Exercise brief
Reproduce the entries verbatim, from the first line through the line containing "pixel 444 17", including both of those lines.

--- START Record set ---

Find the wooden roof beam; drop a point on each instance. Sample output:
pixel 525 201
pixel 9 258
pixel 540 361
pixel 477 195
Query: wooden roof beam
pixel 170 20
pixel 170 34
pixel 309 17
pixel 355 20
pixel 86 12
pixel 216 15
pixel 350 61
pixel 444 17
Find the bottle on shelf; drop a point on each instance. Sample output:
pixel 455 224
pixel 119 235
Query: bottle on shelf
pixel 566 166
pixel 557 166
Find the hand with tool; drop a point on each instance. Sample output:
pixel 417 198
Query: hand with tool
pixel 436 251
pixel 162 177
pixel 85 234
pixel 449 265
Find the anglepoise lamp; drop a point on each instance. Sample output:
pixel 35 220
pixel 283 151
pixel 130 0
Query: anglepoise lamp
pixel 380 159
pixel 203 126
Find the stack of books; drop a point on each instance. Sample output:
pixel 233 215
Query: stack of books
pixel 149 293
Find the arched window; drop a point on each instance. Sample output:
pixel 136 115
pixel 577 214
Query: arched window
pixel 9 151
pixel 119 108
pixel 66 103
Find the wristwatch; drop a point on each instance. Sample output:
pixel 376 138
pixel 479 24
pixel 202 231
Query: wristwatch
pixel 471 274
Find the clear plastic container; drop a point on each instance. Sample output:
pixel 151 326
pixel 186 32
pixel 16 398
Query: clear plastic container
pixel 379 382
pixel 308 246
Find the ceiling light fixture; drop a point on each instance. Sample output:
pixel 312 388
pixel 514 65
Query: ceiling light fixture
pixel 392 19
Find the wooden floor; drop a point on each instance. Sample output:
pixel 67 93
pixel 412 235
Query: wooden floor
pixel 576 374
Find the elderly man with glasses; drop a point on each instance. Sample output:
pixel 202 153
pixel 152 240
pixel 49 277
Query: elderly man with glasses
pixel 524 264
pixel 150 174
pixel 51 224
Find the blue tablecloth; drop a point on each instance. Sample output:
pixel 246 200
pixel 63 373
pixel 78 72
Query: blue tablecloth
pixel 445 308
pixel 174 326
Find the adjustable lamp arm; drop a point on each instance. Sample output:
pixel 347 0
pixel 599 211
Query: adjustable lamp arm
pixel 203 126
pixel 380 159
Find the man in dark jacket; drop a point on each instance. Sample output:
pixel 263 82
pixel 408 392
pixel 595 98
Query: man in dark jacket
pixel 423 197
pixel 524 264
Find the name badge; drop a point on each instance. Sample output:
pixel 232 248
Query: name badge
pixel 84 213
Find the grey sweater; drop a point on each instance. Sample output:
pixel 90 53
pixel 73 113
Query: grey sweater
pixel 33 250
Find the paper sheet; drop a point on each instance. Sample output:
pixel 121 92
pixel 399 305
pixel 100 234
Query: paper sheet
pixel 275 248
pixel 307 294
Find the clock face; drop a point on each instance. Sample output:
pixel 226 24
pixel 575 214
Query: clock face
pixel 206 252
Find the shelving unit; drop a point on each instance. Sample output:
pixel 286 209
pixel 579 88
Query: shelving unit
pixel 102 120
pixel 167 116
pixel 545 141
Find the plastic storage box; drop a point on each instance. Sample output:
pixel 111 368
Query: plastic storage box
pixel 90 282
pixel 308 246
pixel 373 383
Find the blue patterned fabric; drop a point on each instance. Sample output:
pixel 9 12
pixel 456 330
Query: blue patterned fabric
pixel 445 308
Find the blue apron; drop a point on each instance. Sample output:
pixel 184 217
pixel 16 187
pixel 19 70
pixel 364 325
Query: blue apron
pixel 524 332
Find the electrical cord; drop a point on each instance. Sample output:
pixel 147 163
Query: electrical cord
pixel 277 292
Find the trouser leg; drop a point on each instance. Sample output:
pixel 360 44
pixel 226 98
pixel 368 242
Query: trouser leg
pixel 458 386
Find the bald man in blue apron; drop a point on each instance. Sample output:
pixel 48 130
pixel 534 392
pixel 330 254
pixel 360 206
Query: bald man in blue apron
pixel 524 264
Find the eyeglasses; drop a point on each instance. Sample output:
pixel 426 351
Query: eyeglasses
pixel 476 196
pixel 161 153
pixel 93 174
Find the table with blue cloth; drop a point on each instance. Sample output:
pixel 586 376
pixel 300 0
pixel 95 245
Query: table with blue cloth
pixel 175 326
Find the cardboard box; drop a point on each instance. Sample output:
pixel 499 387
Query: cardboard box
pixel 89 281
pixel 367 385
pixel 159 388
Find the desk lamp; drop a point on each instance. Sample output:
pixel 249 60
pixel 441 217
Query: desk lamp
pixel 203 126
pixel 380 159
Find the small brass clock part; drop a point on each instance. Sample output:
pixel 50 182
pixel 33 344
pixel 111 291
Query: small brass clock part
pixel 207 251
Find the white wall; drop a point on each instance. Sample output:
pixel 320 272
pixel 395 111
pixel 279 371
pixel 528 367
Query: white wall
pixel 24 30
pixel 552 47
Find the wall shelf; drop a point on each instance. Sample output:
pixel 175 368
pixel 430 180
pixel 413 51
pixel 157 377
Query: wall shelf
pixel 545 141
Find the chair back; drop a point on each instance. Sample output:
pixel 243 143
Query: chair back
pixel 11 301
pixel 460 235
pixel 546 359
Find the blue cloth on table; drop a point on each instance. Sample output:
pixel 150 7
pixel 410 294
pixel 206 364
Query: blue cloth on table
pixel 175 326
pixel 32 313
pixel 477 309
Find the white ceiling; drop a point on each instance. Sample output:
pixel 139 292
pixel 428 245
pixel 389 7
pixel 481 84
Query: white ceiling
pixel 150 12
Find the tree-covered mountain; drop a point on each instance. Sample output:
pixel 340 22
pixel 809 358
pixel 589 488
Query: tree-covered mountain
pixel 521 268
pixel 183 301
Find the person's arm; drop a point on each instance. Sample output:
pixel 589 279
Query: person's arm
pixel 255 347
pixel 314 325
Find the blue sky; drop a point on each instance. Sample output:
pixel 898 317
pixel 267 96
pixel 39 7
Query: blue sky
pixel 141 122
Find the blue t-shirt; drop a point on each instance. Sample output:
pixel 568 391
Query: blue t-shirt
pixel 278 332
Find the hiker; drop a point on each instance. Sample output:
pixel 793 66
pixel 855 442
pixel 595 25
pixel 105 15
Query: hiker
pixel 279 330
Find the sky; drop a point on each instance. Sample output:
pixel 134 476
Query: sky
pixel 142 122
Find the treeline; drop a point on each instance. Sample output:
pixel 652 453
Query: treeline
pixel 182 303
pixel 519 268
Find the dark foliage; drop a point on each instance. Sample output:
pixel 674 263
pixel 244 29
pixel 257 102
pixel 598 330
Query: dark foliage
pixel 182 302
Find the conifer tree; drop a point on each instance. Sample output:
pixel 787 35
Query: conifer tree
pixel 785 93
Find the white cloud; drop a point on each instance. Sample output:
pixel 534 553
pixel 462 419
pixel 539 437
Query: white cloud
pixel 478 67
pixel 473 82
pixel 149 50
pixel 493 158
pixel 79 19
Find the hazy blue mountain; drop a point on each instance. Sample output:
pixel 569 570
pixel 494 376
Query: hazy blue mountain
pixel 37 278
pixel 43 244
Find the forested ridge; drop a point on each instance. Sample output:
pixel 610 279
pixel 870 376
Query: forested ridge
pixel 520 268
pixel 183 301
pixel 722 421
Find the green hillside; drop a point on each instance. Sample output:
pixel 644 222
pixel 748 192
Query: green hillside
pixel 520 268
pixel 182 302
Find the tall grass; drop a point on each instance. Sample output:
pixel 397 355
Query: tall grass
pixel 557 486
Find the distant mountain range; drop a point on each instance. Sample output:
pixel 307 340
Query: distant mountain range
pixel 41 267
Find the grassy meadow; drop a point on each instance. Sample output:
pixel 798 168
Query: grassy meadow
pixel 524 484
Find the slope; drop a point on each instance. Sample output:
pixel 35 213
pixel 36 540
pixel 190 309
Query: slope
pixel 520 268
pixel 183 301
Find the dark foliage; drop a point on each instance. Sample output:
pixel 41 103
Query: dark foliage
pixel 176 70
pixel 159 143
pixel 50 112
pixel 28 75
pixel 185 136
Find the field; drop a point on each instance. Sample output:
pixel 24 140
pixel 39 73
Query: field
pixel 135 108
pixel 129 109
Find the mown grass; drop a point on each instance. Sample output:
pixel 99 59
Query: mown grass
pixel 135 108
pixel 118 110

--- END Record set ---

Result
Find the wooden roof beam; drop a point on each instance. Sample output:
pixel 525 201
pixel 9 258
pixel 540 361
pixel 477 195
Query: wooden roof beam
pixel 170 20
pixel 170 34
pixel 309 17
pixel 355 20
pixel 86 12
pixel 216 15
pixel 350 61
pixel 444 17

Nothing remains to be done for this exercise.